▸ Material:
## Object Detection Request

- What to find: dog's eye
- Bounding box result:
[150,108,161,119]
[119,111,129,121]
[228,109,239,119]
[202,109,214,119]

▸ What you have to do: Reproduce every row above word for word, with nothing changed, added, or left out.

▸ The solution:
## Object Detection Request

- What to find: dog's eye
- Bounding box result:
[150,108,161,119]
[119,111,129,121]
[228,109,239,119]
[202,109,214,119]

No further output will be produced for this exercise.